## Task requirements
Please turn each line of the listing below into a Markdown table with the columns "Row" and "Listing line," leaving out any blank lines.

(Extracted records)

--

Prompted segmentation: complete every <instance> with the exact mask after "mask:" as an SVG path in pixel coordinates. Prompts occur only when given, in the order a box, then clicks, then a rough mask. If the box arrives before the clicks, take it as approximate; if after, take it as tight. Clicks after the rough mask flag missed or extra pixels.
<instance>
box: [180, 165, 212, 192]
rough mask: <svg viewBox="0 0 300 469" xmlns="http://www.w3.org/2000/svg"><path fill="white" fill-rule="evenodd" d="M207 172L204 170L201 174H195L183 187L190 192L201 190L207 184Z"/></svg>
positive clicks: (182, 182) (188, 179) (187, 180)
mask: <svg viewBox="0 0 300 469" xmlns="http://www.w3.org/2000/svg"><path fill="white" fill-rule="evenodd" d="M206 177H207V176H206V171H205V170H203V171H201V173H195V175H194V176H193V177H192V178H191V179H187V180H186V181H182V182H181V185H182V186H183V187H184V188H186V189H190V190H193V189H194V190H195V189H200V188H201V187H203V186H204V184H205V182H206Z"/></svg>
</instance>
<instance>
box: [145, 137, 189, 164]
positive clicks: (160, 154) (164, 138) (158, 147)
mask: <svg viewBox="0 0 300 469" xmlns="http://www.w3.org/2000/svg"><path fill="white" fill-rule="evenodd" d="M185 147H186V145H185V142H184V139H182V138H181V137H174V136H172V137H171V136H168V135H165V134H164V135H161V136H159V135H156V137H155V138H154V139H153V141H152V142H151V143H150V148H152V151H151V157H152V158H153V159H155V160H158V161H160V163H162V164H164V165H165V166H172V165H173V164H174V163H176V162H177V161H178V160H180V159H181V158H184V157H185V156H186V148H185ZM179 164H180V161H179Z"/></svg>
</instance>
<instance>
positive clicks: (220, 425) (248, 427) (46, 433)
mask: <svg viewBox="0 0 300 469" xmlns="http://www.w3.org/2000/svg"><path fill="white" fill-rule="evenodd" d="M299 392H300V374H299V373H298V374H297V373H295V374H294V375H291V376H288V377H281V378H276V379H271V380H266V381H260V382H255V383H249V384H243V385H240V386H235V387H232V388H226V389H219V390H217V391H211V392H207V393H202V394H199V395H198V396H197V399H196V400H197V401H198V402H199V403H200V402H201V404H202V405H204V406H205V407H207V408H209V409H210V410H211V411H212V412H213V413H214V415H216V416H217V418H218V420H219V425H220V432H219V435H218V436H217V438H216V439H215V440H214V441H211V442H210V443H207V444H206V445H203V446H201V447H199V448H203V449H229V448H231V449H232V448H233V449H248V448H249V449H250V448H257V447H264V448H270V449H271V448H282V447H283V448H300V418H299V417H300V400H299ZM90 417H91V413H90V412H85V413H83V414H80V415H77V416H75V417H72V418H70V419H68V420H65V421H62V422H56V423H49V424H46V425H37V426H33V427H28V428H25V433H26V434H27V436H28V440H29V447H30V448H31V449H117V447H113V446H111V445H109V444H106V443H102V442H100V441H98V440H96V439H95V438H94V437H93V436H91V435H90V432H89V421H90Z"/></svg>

--

## Exercise output
| Row | Listing line |
|---|---|
| 1 | Prompted segmentation: complete every <instance> with the exact mask after "mask:" as an SVG path in pixel coordinates. Prompts occur only when given, in the order a box, then clicks, then a rough mask. If the box arrives before the clicks, take it as approximate; if after, take it as tight. Clicks after the rough mask flag missed or extra pixels. |
| 2 | <instance> |
| 3 | box: [180, 165, 212, 192] |
| 4 | rough mask: <svg viewBox="0 0 300 469" xmlns="http://www.w3.org/2000/svg"><path fill="white" fill-rule="evenodd" d="M207 172L204 170L201 174H195L183 187L190 192L201 190L207 184Z"/></svg> |
| 5 | positive clicks: (182, 182) (188, 179) (187, 180) |
| 6 | mask: <svg viewBox="0 0 300 469" xmlns="http://www.w3.org/2000/svg"><path fill="white" fill-rule="evenodd" d="M206 177H207V176H206V171H205V170H203V171H201V173H195V175H194V176H193V177H192V178H191V179H187V180H186V181H182V182H181V185H182V186H183V187H184V188H186V189H190V190H193V189H194V190H195V189H200V188H201V187H203V186H204V184H205V182H206Z"/></svg> |
| 7 | </instance> |
| 8 | <instance> |
| 9 | box: [145, 137, 189, 164] |
| 10 | positive clicks: (160, 154) (164, 138) (158, 147) |
| 11 | mask: <svg viewBox="0 0 300 469" xmlns="http://www.w3.org/2000/svg"><path fill="white" fill-rule="evenodd" d="M185 147H186V145H185V142H184V139H182V138H181V137H174V136H172V137H171V136H168V135H165V134H164V135H161V136H159V135H156V137H155V138H154V139H153V141H152V142H151V143H150V148H152V151H151V157H152V158H153V159H155V160H158V161H160V163H162V164H164V165H165V166H172V165H173V164H174V163H176V162H177V161H178V160H180V159H181V158H184V157H185V156H186V148H185ZM179 164H180V161H179Z"/></svg> |
| 12 | </instance> |
| 13 | <instance> |
| 14 | positive clicks: (220, 425) (248, 427) (46, 433) |
| 15 | mask: <svg viewBox="0 0 300 469" xmlns="http://www.w3.org/2000/svg"><path fill="white" fill-rule="evenodd" d="M299 392H300V374H299V373H298V374H297V373H295V374H294V375H291V376H288V377H281V378H276V379H271V380H266V381H260V382H255V383H249V384H243V385H240V386H235V387H232V388H226V389H219V390H217V391H211V392H207V393H202V394H199V395H198V396H197V399H196V400H197V401H198V402H199V403H200V402H201V404H202V405H204V406H205V407H207V408H209V409H210V410H211V411H212V412H213V413H214V415H216V416H217V418H218V420H219V425H220V432H219V435H218V436H217V438H216V439H215V440H214V441H211V442H210V443H207V444H206V445H203V446H201V447H199V448H203V449H229V448H231V449H232V448H233V449H248V448H249V449H250V448H257V447H264V448H270V449H271V448H282V447H283V448H300V418H299V417H300V400H299ZM90 417H91V413H90V412H85V413H83V414H80V415H77V416H75V417H72V418H70V419H68V420H65V421H62V422H56V423H49V424H46V425H37V426H33V427H28V428H25V433H26V434H27V436H28V440H29V447H30V448H31V449H117V447H113V446H111V445H109V444H106V443H102V442H100V441H98V440H96V439H95V438H94V437H93V436H91V435H90V432H89V421H90Z"/></svg> |